↓↓↓
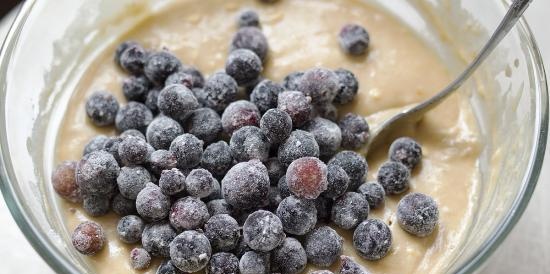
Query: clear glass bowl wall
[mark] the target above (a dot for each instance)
(52, 42)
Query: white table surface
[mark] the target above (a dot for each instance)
(526, 250)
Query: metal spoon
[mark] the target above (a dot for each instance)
(412, 114)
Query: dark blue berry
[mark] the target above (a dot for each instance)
(347, 86)
(418, 214)
(246, 185)
(394, 177)
(160, 65)
(354, 39)
(276, 125)
(190, 251)
(250, 38)
(102, 108)
(374, 193)
(349, 210)
(299, 144)
(134, 115)
(156, 238)
(290, 257)
(188, 150)
(152, 204)
(130, 228)
(204, 123)
(355, 131)
(244, 66)
(372, 239)
(298, 216)
(223, 232)
(217, 158)
(323, 246)
(406, 151)
(355, 166)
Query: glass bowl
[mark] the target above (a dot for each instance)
(51, 43)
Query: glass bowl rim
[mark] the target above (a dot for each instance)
(56, 260)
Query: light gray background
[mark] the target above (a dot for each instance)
(526, 250)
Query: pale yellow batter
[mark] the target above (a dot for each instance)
(398, 70)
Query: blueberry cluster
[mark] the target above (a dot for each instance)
(284, 161)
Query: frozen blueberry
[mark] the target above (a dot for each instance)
(249, 143)
(355, 166)
(253, 262)
(123, 206)
(219, 90)
(96, 173)
(219, 206)
(239, 114)
(374, 193)
(133, 59)
(217, 158)
(88, 238)
(320, 84)
(394, 177)
(289, 258)
(188, 150)
(223, 232)
(161, 160)
(199, 183)
(190, 251)
(130, 228)
(172, 181)
(418, 214)
(248, 18)
(265, 95)
(133, 151)
(188, 213)
(246, 185)
(223, 263)
(297, 215)
(296, 105)
(354, 39)
(180, 78)
(64, 181)
(372, 239)
(152, 204)
(156, 238)
(299, 144)
(176, 101)
(134, 115)
(204, 123)
(327, 134)
(131, 180)
(292, 80)
(307, 177)
(276, 125)
(95, 144)
(349, 266)
(243, 65)
(406, 151)
(250, 38)
(349, 210)
(323, 246)
(101, 108)
(96, 205)
(355, 131)
(139, 258)
(121, 48)
(337, 182)
(347, 86)
(263, 231)
(159, 65)
(135, 88)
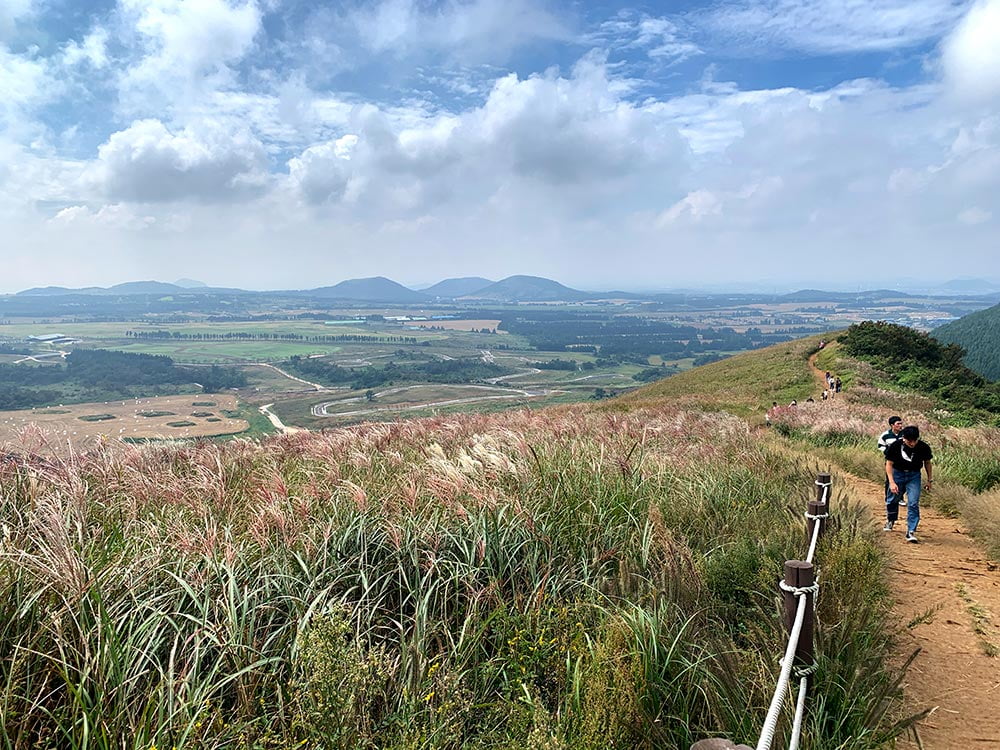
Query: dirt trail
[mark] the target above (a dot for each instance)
(948, 592)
↑↑↑
- _WHAT THE TASK REQUIRES_
Every line above has to be output exactly; the pictures must be dropped.

- _YOUR SOLUTION_
Query: clear glass bowl wall
[mark] the target above (a dot for each instance)
(52, 42)
Query: white table surface
[mark] the target above (a dot for each instance)
(526, 250)
Query: metal spoon
[mark] the target above (a dot for each instance)
(412, 114)
Query: dark blue berry
[mark] the target above (a dot for each instance)
(347, 86)
(418, 214)
(246, 185)
(394, 177)
(160, 65)
(354, 39)
(276, 125)
(190, 251)
(250, 38)
(102, 108)
(374, 193)
(349, 210)
(299, 144)
(134, 115)
(156, 238)
(290, 257)
(188, 150)
(152, 204)
(130, 228)
(204, 123)
(355, 131)
(244, 66)
(372, 239)
(298, 216)
(223, 232)
(217, 158)
(323, 246)
(406, 151)
(355, 166)
Query: glass bowl
[mark] the target above (a dot for each instance)
(51, 43)
Query: glass bowl rim
[mark] the target above (a dot for each instance)
(56, 260)
Query: light gray background
[mark] the target above (a dot for each instance)
(526, 250)
Query: pale yellow batter
[mark] the target above (a dot for each instance)
(398, 70)
Query: blueberry cluster
[mark] the target above (a dot for each instance)
(284, 161)
Query: frozen blueberry
[mark] the target above (a dot for each instance)
(249, 143)
(355, 166)
(253, 262)
(123, 206)
(219, 90)
(96, 173)
(219, 206)
(239, 114)
(374, 193)
(133, 59)
(217, 158)
(88, 238)
(320, 84)
(394, 177)
(289, 258)
(188, 150)
(223, 232)
(161, 160)
(199, 183)
(190, 251)
(130, 228)
(172, 181)
(418, 214)
(248, 18)
(265, 95)
(133, 151)
(188, 213)
(246, 185)
(223, 263)
(297, 215)
(296, 105)
(354, 39)
(180, 78)
(64, 181)
(372, 239)
(152, 204)
(156, 238)
(299, 144)
(176, 101)
(134, 115)
(204, 123)
(327, 134)
(131, 180)
(292, 80)
(307, 177)
(276, 125)
(95, 144)
(349, 266)
(243, 65)
(406, 151)
(250, 38)
(349, 210)
(323, 246)
(101, 108)
(96, 205)
(355, 131)
(139, 258)
(121, 48)
(337, 182)
(347, 86)
(263, 231)
(159, 65)
(135, 88)
Query: dirt trail
[mark] the target above (a dot for each instance)
(948, 592)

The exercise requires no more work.